:: PODANY MATERIAŁ ::
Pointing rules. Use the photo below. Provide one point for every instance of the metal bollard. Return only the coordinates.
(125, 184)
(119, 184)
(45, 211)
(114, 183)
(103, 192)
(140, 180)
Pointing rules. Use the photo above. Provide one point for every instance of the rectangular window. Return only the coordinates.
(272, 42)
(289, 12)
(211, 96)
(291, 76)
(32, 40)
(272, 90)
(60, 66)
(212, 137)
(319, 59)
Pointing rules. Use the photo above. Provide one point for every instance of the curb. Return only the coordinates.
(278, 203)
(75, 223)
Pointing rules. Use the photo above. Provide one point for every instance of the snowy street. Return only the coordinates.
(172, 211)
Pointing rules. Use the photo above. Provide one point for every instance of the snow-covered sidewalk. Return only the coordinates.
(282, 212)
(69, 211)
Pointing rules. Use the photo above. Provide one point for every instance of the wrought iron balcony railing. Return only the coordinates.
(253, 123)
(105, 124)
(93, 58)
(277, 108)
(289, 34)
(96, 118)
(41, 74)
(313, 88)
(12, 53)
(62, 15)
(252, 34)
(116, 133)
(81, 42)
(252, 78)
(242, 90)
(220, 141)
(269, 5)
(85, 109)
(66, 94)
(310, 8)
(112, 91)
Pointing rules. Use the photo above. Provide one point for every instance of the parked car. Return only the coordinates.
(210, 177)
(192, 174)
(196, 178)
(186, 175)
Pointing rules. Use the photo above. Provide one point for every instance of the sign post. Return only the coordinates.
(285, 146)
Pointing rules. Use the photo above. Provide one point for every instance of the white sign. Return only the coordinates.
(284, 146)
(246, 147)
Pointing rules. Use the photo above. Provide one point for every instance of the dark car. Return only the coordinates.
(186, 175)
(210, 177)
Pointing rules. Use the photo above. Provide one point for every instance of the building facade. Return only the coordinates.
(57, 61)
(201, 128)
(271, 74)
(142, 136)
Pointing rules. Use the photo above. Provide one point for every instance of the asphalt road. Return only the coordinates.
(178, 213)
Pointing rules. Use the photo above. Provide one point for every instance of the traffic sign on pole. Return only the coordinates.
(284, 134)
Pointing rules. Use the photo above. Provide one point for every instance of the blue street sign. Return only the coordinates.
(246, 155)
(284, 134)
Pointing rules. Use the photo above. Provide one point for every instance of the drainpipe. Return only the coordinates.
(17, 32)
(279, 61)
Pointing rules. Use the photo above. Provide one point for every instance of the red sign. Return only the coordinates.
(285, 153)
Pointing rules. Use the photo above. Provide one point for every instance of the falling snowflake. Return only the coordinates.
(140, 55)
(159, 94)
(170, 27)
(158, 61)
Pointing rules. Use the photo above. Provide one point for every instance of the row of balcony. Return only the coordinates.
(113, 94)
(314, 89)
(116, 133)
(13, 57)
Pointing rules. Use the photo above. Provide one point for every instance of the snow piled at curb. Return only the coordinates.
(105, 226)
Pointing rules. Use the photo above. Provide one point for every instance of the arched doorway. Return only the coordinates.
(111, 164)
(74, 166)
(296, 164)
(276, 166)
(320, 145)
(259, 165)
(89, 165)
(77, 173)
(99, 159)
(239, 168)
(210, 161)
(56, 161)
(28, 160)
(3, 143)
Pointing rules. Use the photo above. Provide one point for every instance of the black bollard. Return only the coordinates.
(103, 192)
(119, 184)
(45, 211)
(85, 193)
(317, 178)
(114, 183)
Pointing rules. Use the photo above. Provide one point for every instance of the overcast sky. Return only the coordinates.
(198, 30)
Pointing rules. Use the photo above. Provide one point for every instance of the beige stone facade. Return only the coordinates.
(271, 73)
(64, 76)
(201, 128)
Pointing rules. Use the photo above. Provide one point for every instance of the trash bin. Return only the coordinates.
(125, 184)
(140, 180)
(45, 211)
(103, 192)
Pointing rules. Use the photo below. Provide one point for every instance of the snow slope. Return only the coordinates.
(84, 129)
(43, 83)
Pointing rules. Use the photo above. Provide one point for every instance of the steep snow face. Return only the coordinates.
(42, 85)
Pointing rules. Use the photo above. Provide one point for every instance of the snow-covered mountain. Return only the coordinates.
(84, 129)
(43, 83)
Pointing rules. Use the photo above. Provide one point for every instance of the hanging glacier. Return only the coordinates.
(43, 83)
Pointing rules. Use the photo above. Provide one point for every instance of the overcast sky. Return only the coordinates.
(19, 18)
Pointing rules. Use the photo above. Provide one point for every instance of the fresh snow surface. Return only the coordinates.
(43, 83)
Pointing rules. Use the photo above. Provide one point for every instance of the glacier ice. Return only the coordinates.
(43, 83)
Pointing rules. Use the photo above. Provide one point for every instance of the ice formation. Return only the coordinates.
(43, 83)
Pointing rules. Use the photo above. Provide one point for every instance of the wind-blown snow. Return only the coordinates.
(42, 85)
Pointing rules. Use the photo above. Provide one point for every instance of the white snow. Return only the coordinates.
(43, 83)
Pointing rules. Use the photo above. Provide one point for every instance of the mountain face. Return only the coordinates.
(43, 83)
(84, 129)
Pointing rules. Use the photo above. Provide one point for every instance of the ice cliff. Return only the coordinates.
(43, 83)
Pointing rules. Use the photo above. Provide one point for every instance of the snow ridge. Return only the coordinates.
:::
◆ **CEL**: Przepisz fragment listingu, zaczynając od wiersza z „stone facade. Return only the coordinates.” i kończąc na ostatnim wierszu listingu. Zamień w nim „Pointing rules” na „Labeling rules”, a resztę pozostaw bez zmian.

◆ **PEŁNE ROZWIĄZANIE**:
Labeling rules. Use the photo above. Provide one point for every instance of the beige stone facade. Return only the coordinates.
(271, 73)
(64, 76)
(201, 128)
Labeling rules. Use the photo above. Provide one point for every instance of the trash bin. Return only the coordinates.
(125, 184)
(140, 180)
(45, 211)
(103, 192)
Labeling rules. Use the photo below. Provide one point for every instance of the snow slope. Return only the coordinates.
(84, 129)
(43, 83)
Labeling rules. Use the photo above. Provide one point for every instance of the steep snow face. Return only the coordinates.
(42, 85)
Labeling rules. Use the photo above. Provide one point for every instance of the snow-covered mountain. Return only the coordinates.
(84, 129)
(43, 83)
Labeling rules. Use the photo above. Provide one point for every instance of the hanging glacier. Return only the coordinates.
(43, 83)
Labeling rules. Use the photo above. Provide one point for every instance of the overcast sky. Return only the coordinates.
(19, 18)
Labeling rules. Use the photo above. Provide one point for every instance of the fresh snow surface. Return only the coordinates.
(43, 83)
Labeling rules. Use the photo above. Provide one point for every instance of the glacier ice. Return only the coordinates.
(43, 83)
Labeling rules. Use the photo above. Provide one point for every instance of the ice formation. Return only the coordinates.
(43, 83)
Labeling rules. Use the photo above. Provide one point for every instance of the wind-blown snow. Return only the coordinates.
(42, 85)
Labeling rules. Use the photo above. Provide one point for every instance of the white snow. Return only the coordinates.
(43, 83)
Labeling rules. Use the photo above. Provide one point for every instance of the mountain face. Return only the coordinates.
(43, 83)
(84, 129)
Labeling rules. Use the photo above. Provide one point for every instance of the ice cliff. Return only the coordinates.
(43, 83)
Labeling rules. Use the photo above. Provide one point for every instance of the snow ridge. Return only the coordinates.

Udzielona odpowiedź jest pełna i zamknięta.